▸ **EXERCISE DETAILS**: Print out each entry below exactly, please.

▸ **DATA FOR PROCESSING**:
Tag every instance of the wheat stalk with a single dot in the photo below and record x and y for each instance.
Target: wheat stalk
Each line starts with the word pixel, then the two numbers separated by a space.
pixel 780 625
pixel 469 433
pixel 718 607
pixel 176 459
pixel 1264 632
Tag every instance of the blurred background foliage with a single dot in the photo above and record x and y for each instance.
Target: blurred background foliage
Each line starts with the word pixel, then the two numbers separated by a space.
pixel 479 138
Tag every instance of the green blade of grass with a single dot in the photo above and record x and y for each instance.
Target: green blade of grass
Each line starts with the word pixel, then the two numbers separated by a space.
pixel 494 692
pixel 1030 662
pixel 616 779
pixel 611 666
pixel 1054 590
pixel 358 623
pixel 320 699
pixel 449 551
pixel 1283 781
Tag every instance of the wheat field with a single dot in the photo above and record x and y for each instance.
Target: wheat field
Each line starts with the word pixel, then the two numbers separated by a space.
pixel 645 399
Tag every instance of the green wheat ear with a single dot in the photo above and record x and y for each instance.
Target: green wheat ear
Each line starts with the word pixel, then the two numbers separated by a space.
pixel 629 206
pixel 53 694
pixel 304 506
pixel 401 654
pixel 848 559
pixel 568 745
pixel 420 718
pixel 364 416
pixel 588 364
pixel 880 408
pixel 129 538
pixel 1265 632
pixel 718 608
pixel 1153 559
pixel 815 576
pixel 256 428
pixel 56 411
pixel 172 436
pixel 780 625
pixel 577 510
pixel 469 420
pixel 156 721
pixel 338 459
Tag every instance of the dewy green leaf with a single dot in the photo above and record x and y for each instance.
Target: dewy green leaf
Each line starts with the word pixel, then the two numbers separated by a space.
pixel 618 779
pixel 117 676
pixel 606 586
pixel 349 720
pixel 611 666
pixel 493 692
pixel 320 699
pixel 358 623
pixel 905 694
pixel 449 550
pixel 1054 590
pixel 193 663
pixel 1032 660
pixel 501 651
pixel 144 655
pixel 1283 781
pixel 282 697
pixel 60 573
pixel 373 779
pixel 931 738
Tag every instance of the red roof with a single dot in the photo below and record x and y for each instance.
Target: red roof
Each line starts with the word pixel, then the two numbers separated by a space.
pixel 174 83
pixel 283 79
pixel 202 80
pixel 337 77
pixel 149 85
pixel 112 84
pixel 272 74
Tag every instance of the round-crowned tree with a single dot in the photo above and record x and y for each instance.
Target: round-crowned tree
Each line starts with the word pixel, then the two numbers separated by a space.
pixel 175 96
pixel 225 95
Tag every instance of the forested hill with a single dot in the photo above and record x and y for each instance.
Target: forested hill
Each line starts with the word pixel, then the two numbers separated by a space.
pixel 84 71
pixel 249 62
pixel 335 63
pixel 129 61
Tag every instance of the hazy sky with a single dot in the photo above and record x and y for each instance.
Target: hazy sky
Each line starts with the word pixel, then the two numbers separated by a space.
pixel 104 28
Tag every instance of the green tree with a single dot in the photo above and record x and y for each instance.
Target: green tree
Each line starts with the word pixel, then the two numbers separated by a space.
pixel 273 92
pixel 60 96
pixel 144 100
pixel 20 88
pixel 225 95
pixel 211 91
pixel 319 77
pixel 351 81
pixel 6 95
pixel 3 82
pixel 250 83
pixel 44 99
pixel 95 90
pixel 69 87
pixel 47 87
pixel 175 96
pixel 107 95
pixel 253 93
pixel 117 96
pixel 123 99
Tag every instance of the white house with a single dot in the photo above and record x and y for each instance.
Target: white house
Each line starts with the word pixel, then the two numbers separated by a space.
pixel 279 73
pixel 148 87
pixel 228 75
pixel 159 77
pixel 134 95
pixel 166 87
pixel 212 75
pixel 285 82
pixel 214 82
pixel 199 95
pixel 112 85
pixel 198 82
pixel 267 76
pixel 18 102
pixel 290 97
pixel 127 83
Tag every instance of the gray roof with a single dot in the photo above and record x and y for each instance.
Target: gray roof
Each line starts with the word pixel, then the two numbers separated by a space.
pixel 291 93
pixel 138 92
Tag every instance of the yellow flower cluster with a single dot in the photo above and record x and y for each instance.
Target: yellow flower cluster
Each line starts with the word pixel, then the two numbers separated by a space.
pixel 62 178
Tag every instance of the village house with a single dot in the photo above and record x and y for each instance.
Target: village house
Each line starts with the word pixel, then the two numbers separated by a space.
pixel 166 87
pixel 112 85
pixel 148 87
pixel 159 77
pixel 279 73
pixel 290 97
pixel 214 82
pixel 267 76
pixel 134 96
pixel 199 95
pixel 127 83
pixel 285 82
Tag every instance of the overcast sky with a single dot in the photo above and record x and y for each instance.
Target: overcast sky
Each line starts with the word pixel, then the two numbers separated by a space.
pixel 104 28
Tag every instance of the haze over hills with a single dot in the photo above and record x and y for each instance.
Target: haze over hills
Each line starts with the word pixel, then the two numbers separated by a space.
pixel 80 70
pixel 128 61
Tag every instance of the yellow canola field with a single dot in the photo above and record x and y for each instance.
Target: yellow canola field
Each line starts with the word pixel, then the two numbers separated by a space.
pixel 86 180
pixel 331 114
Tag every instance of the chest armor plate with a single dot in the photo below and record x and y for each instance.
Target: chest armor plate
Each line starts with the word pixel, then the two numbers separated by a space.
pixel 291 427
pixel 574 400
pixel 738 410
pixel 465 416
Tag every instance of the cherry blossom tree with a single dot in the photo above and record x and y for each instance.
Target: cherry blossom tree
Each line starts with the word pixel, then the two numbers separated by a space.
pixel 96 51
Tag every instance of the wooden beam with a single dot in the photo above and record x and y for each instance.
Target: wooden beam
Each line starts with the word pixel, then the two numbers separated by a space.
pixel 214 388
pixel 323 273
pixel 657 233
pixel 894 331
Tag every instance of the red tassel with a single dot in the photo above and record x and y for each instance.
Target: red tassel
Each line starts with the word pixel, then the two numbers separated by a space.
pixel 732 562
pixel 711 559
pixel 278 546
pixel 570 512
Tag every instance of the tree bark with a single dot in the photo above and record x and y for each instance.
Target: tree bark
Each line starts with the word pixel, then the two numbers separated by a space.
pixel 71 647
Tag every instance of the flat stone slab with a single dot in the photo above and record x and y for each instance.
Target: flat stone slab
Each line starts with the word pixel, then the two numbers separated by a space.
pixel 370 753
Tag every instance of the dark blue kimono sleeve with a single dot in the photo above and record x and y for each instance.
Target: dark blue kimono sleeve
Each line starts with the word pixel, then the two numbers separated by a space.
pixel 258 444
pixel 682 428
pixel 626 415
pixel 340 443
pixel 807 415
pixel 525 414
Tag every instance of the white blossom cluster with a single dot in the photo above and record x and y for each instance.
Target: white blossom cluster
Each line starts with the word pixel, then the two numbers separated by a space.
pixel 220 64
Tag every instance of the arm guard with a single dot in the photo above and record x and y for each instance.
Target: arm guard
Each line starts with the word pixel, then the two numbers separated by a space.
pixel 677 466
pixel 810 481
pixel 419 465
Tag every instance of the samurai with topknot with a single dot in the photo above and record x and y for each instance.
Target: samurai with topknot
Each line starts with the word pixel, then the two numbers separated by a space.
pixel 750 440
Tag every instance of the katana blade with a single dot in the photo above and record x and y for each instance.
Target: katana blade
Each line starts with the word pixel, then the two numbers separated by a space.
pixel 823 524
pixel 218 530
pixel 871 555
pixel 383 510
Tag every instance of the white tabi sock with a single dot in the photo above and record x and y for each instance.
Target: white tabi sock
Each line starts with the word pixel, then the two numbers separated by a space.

▸ **PROBLEM SOLUTION**:
Tag every instance of the wheat stalk with a single dot in the photo below and record x and y for each instance.
Target: wheat stalk
Each line starts with the word pixel, then the two numbers separated by a space.
pixel 780 625
pixel 469 433
pixel 718 607
pixel 176 459
pixel 1264 632
Tag every instance of the blurred background foliage with a single dot in the photo above and record x and y for each instance.
Target: blurred background foliage
Each line starts with the word pixel, then the two numbers separated by a space.
pixel 479 138
Tag every instance of the green blade of grass with a single dot in the photo above and record x and y for each instance.
Target: green blade of grass
Each line starts with the word pixel, then the two numbers separated by a space.
pixel 494 692
pixel 1030 662
pixel 616 779
pixel 611 666
pixel 1054 590
pixel 358 623
pixel 320 699
pixel 449 551
pixel 1283 781
Tag every instance of the wheat field with a single dot in the photo above and record x and y for each instance.
Target: wheat field
Each line starts with the word pixel, then the two numbers separated by a space.
pixel 645 399
Tag every instance of the green wheat ear with a single dot in the photo above and record x and y for each instance.
Target: green wheat ear
Each line starts with the word pixel, then the two numbers separated by a space.
pixel 629 206
pixel 53 694
pixel 304 506
pixel 401 654
pixel 848 559
pixel 568 745
pixel 420 718
pixel 364 416
pixel 588 364
pixel 880 408
pixel 129 538
pixel 1265 632
pixel 718 608
pixel 1153 559
pixel 815 576
pixel 256 428
pixel 56 411
pixel 172 436
pixel 780 625
pixel 577 510
pixel 469 420
pixel 156 721
pixel 338 459
Tag every instance of the dewy green leaf with a single dot in the photo above and record x and y for each instance.
Target: dewy green leaf
Each line starts with the word pixel, then the two numbers separated by a space.
pixel 618 779
pixel 117 676
pixel 606 586
pixel 349 720
pixel 611 666
pixel 493 692
pixel 320 699
pixel 358 623
pixel 905 694
pixel 449 550
pixel 1054 590
pixel 193 663
pixel 1032 660
pixel 501 651
pixel 144 655
pixel 1283 781
pixel 282 697
pixel 60 573
pixel 373 779
pixel 931 738
Tag every instance of the red roof with a single dot in the photo below and record x and y for each instance.
Target: red roof
Each line starts with the word pixel, then the two numbers separated by a space.
pixel 174 83
pixel 283 79
pixel 202 80
pixel 337 77
pixel 149 85
pixel 112 84
pixel 272 74
Tag every instance of the round-crowned tree with a single dot in the photo above and record x and y for each instance.
Target: round-crowned tree
Each line starts with the word pixel, then the two numbers separated by a space.
pixel 175 96
pixel 225 95
Tag every instance of the forested hill with a single dot in the photo above and record x and y for each instance.
Target: forested hill
Each line starts with the word pixel, then the two numbers separated by a space.
pixel 84 71
pixel 249 62
pixel 335 63
pixel 129 61
Tag every instance of the hazy sky with a single dot in the photo above and record x and y for each instance.
Target: hazy sky
Each line starts with the word pixel, then the two numbers separated by a space.
pixel 104 28
Tag every instance of the green tree with a single dot in the photo above and record x and y for each instance.
Target: green tree
Each line starts with the word pixel, then the two numbers separated by a space.
pixel 273 92
pixel 60 96
pixel 144 100
pixel 20 88
pixel 225 95
pixel 211 91
pixel 319 77
pixel 351 81
pixel 6 95
pixel 3 82
pixel 250 83
pixel 44 99
pixel 95 90
pixel 69 87
pixel 47 87
pixel 175 96
pixel 107 95
pixel 253 93
pixel 117 96
pixel 123 99
Tag every instance of the white house with a single dot in the photo above and record x and y for each instance.
Target: white house
Each line starts with the word pixel, then the two numbers separated by a space.
pixel 279 73
pixel 148 87
pixel 228 75
pixel 159 77
pixel 134 95
pixel 166 87
pixel 212 75
pixel 285 82
pixel 214 82
pixel 199 95
pixel 112 85
pixel 198 82
pixel 267 76
pixel 18 102
pixel 290 97
pixel 127 83
Tag every instance of the gray roof with a single dot in the photo above and record x and y for each instance.
Target: gray roof
Each line starts with the word pixel, then the two numbers separated by a space.
pixel 291 93
pixel 138 92
Tag every instance of the yellow flower cluster with a single dot in the photo above and record x and y for each instance.
Target: yellow flower cluster
Each line starts with the word pixel, then the two numbers separated by a space.
pixel 62 178
Tag every instance of the village house with a single dot in the photo above and record x and y for each instance.
Target: village house
Each line starts with the word pixel, then the two numbers separated by a space.
pixel 166 87
pixel 112 85
pixel 148 87
pixel 159 77
pixel 279 73
pixel 290 97
pixel 214 82
pixel 267 76
pixel 134 96
pixel 199 95
pixel 127 83
pixel 285 82
Tag every instance of the overcast sky with a single dot in the photo above and record x and y for each instance.
Target: overcast sky
Each line starts with the word pixel, then the two numbers separated by a space.
pixel 104 28
Tag every instance of the haze over hills with a single dot in the photo above and record x and y for each instance.
Target: haze over hills
Each line starts with the word pixel, then the two numbers separated by a space.
pixel 80 70
pixel 128 61
Tag every instance of the yellow canola field with a single dot in the photo above and record x and y for each instance.
Target: yellow canola field
Each line starts with the word pixel, then the two numbers separated by a space.
pixel 86 180
pixel 331 114
Tag every instance of the chest armor plate with a single dot in the photo below and record x and y for each instance.
Target: chest armor plate
Each line starts with the word pixel, then the two numbers separated by a space.
pixel 291 427
pixel 574 400
pixel 738 410
pixel 465 416
Tag every instance of the cherry blossom tree with a single dot in the photo above and record x and y for each instance.
Target: cherry blossom tree
Each line starts with the word pixel, then the two numbers separated by a space.
pixel 96 51
Tag every instance of the wooden beam with a single dot in the photo above and record x and y for each instance.
Target: wooden beam
Each line starts with the word pixel, then the two numbers separated by a space.
pixel 214 388
pixel 323 273
pixel 657 233
pixel 894 331
Tag every instance of the red tassel with a single dot in the photo above and record x and y for each instance.
Target: red tassel
Each line starts with the word pixel, then the two numbers separated by a space.
pixel 732 562
pixel 711 559
pixel 278 546
pixel 570 512
Tag every instance of the tree bark with a single dot in the photo above and record x and y for each instance.
Target: tree bark
Each line starts with the word pixel, then the two numbers separated by a space.
pixel 71 647
Tag every instance of the flat stone slab with a single dot in the photo above and record x and y for each instance.
Target: flat stone slab
Each line starts with the word pixel, then the two numbers separated by a space.
pixel 370 753
Tag every instance of the dark blue kimono sleeve with a single dot in the photo above and record x and y for each instance.
Target: dark blue kimono sleeve
Each line starts with the word pixel, then the two numbers separated by a space.
pixel 258 444
pixel 682 428
pixel 626 415
pixel 340 443
pixel 807 415
pixel 525 414
Tag every instance of the white blossom cluster with a single dot in the photo above and record x and y for each instance.
Target: white blossom cluster
Each line starts with the word pixel, then the two numbers separated by a space.
pixel 220 64
Tag every instance of the arm guard with a single dot in the photo above and record x and y for each instance.
Target: arm guard
Each line starts with the word pixel, then the two numbers separated by a space.
pixel 677 466
pixel 810 481
pixel 419 465
Tag every instance of the samurai with topknot with a single dot in the photo above and record x and y for each instance.
Target: samurai with topknot
Each line starts with the word pixel, then the two numbers separated by a space.
pixel 750 440
Tag every instance of the katana blade with a single dot in the photo above and record x and y for each instance.
Target: katana blade
Each line starts with the word pixel, then the two numbers separated by a space.
pixel 823 524
pixel 218 530
pixel 871 555
pixel 383 510
Tag every instance of the white tabi sock with a single dot in the photo above and record x and y for each instance.
Target: white tabi sock
Each line starts with the word pixel, then the two numbers separated by a space.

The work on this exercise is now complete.